Text to read
— Begin —
1. How can I increase humidity without damaging my home/furniture?
Some people use humidifiers in their home to take care of calatheas, ferns and other high humidity plants. Personally, I don’t do this because it has the potential to cause damage to paint and wood. There are a few things you can do to ensure that your plants get the humidity they need in order to thrive.
Misting is a great way to increase humidity, but I would recommend it for a plant that needs only slightly more humidity than usual. Misting only really increases humidity for a short period of time, which obviously is not ideal for higher humidity plants. For a plant that needs a little more humidity, try a pebble tray. A pebble tray is basically a tray for catching water with some pebbles in it. The pebbles disturb the surface tension of the water and make it evaporate more quickly. It is important to note that plants that prefer to dry out between watering but require high humidity will need to be put in a cover pot with no drainage holes in order to stop the soil from making contact with the water and wicking it upwards, essentially bottom-watering the plant. You can always use glass pebbles or quartz in the tray to achieve different colour and textures with your pebble tray. Consider planting plants that require extremely high humidity in a closed terrarium to trap humidity inside. I’ll be posting about how to make a terrarium in the very near future, so keep your eyes peeled.
2. How can I tell the difference between a pothos plant and a vining Philodendron?
The two are very similar, but philodendron leaves tend be pointier at the end. The sheathes that new leaves emerge from separate from the stem in Philodendrons, so they’ll eventually shrivel and fall off of the plant. Sheaths on pothos plants remain attached to the stem. I would not recommend trying to remove them. The aerial roots on pothos plants also tend to be thicker than those on vining Philodendrons.
3. How can I get rid of pests without using harsh chemicals?
— End —
Information provided
— Begin —
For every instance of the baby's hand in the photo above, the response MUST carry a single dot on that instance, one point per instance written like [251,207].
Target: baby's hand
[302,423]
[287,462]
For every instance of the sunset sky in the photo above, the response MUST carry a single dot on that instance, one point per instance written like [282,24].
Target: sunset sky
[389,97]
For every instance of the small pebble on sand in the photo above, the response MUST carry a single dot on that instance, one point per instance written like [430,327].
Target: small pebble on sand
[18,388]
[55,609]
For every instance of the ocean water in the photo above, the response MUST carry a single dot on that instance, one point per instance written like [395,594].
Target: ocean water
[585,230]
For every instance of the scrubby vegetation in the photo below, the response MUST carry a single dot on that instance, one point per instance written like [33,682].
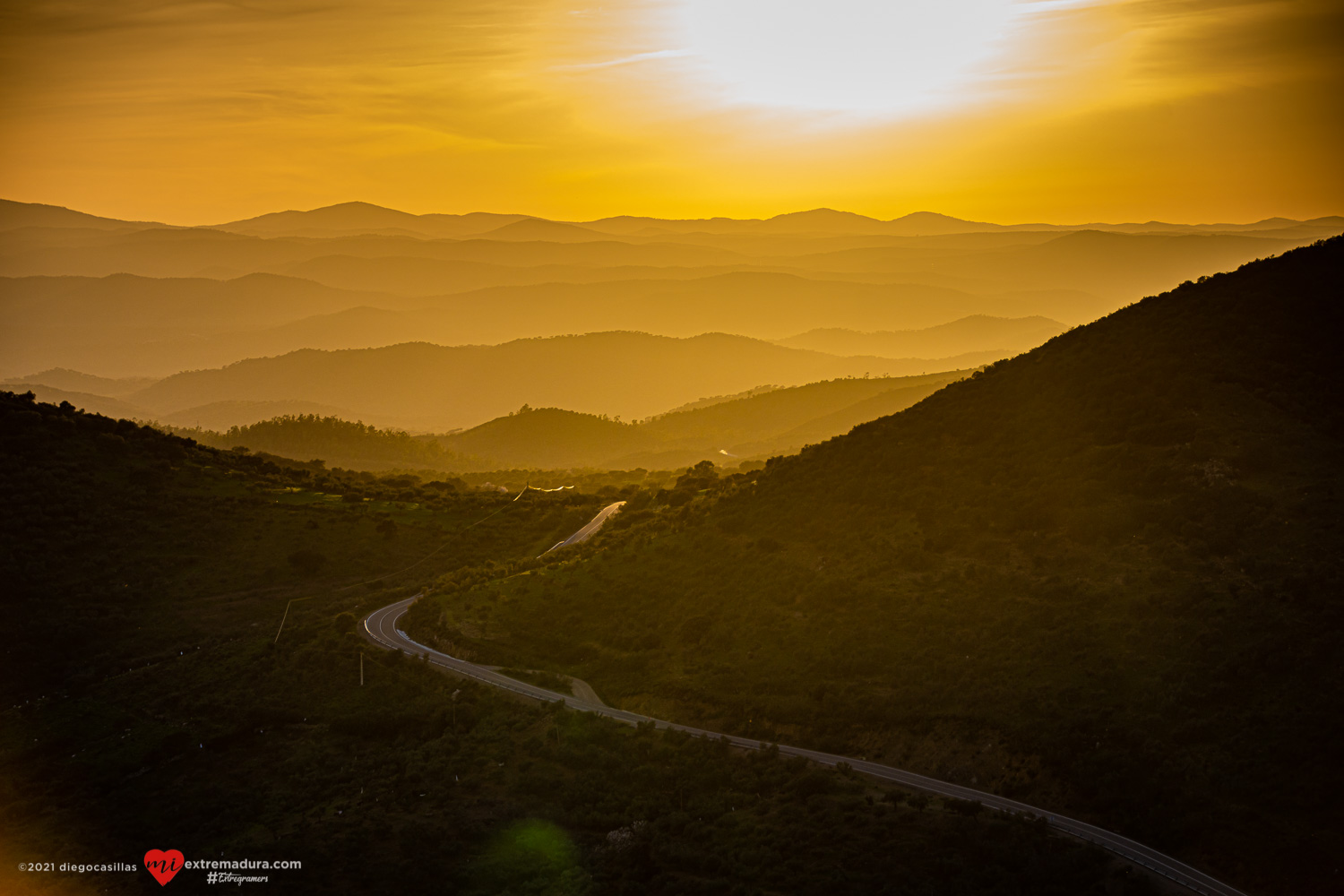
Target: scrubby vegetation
[1099,576]
[151,700]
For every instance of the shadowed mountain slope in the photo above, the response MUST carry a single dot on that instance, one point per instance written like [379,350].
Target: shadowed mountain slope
[1101,576]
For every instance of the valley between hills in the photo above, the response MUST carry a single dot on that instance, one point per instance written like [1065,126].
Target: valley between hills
[1048,512]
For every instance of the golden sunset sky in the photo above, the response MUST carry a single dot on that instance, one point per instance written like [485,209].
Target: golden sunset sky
[1008,110]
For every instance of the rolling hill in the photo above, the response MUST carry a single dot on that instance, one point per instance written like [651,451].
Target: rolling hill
[435,387]
[1099,576]
[978,332]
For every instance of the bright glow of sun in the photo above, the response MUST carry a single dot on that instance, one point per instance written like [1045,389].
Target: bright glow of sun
[867,56]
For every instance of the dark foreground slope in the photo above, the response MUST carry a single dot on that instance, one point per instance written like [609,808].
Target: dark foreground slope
[148,704]
[1101,576]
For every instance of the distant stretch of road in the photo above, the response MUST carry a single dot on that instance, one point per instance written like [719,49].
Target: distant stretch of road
[381,627]
[586,532]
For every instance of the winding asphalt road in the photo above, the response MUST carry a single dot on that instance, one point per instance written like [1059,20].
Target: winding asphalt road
[381,627]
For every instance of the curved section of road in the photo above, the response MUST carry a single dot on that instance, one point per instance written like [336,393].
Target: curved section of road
[381,627]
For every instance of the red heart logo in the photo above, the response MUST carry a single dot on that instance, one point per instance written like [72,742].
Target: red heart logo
[163,864]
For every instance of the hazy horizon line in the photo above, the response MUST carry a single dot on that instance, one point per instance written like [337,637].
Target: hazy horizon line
[706,218]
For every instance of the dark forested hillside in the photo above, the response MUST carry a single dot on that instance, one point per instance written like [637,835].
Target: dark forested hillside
[1101,576]
[153,700]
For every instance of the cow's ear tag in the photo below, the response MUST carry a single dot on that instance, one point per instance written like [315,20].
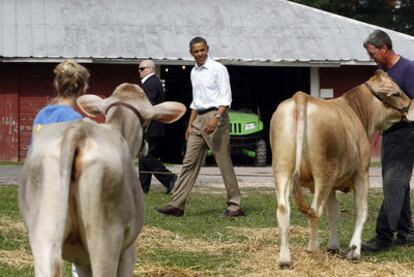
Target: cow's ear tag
[92,105]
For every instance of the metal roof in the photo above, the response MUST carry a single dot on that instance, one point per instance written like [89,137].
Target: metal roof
[237,31]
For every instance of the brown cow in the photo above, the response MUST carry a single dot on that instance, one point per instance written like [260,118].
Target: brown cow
[324,145]
[80,196]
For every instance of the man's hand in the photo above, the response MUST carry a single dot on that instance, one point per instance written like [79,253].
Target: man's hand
[188,132]
[212,124]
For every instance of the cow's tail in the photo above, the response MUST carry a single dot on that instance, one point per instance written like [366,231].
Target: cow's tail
[72,139]
[301,104]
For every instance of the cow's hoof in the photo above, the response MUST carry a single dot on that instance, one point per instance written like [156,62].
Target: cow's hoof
[285,265]
[332,251]
[353,255]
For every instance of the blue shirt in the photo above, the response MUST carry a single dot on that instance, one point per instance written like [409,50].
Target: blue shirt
[402,73]
[54,114]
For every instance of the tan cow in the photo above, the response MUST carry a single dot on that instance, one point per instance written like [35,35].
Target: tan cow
[324,145]
[80,196]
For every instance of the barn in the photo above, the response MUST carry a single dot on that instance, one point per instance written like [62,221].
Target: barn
[272,48]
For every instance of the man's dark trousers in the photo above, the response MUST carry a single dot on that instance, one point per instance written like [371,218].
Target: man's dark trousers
[397,165]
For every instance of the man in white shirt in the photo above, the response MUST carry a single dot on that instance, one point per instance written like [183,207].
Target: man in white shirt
[208,128]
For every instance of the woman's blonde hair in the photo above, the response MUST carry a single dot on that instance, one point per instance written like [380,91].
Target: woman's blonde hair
[70,78]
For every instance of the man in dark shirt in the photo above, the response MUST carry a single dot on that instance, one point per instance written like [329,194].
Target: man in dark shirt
[152,162]
[397,154]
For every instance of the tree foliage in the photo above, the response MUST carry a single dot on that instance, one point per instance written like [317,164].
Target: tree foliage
[396,15]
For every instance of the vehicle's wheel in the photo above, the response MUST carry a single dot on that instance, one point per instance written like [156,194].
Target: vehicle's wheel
[260,159]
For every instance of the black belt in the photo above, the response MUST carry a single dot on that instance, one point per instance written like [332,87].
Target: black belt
[207,110]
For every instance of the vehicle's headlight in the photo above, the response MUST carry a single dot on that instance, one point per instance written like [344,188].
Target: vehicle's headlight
[249,126]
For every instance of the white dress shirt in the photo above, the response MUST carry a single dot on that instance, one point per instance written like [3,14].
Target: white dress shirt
[211,85]
[146,78]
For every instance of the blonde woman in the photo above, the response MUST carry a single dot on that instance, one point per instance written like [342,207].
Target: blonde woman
[71,81]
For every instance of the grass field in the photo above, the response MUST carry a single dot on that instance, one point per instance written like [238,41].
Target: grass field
[201,244]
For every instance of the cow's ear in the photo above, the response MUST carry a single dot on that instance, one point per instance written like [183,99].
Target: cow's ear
[167,112]
[380,72]
[92,105]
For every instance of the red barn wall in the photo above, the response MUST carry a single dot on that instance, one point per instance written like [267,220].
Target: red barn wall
[9,118]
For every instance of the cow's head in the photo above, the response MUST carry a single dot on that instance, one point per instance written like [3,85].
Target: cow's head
[166,112]
[397,104]
[126,107]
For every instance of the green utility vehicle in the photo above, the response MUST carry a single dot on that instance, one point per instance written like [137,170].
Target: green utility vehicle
[246,136]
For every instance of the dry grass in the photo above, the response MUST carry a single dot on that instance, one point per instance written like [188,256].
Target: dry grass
[257,255]
[259,258]
[16,258]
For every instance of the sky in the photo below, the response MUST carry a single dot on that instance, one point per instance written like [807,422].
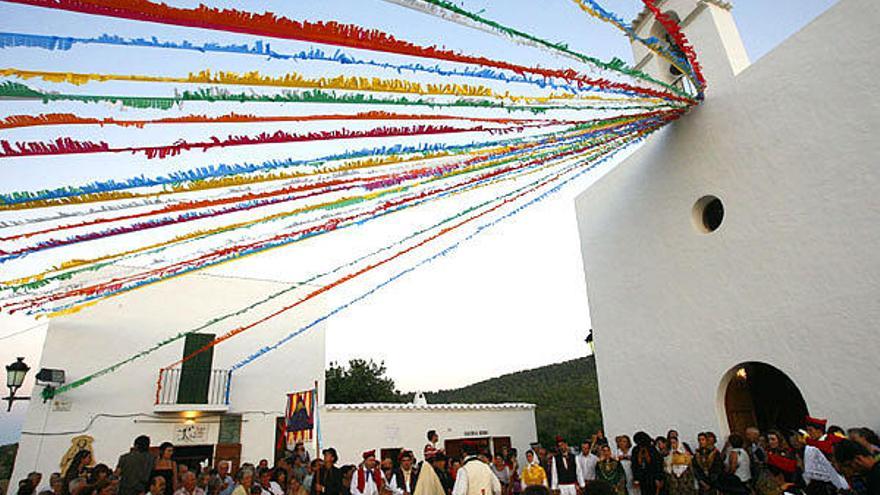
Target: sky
[512,299]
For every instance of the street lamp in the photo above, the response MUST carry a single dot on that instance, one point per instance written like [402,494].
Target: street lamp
[15,373]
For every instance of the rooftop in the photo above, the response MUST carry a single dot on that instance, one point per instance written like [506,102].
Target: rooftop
[645,13]
[383,406]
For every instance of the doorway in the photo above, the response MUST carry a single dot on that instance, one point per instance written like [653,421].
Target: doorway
[758,394]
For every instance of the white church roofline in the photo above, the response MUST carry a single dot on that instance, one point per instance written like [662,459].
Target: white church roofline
[388,406]
[645,13]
— End —
Tasks to carry out
[1] In the houseplant care Q&A, what happens to the sheaths on pothos plants?
[2] Write the next part of the houseplant care Q&A, picking up after its final heading and keeping its first-person voice.

Answers provided
[1] They remain attached to the stem.

[2]
I personally have nothing against commercial means of pest control, but some don’t like the idea of using harsh chemicals on their houseplants. Most pests can be dealt with using a mix of dish soap and water, which can be sprayed on plant leaves. That being said, make sure that you do your due diligence on whether your plant can withstand that treatment. Of course, there are still chemicals in dish soap, but it’s a lot more accessible and significantly less intimidating than some commercial means of pest control. If you don’t feel comfortable with using something synthetic like that, you can try neem oil in a spray by mixing it with water. A small minority of indoor gardeners actually introduce beneficial insects into their homes, but I’d imagine most would find it somewhat unsavoury to have insects flying around their homes. It’s just an option if you don’t mind the idea of having ladybugs indoors, after all, it is the option which involves the least chemicals.
4. How do self-watering pots work?
Self-watering pots have a small reservoir of water at the bottom that the bottom of the soil is exposed to. This means that the soil at the bottom of the pot can wick water upwards, keeping the soil moist until the reservoir is almost empty.
5. Do I need potting soil, or can I just use garden soil?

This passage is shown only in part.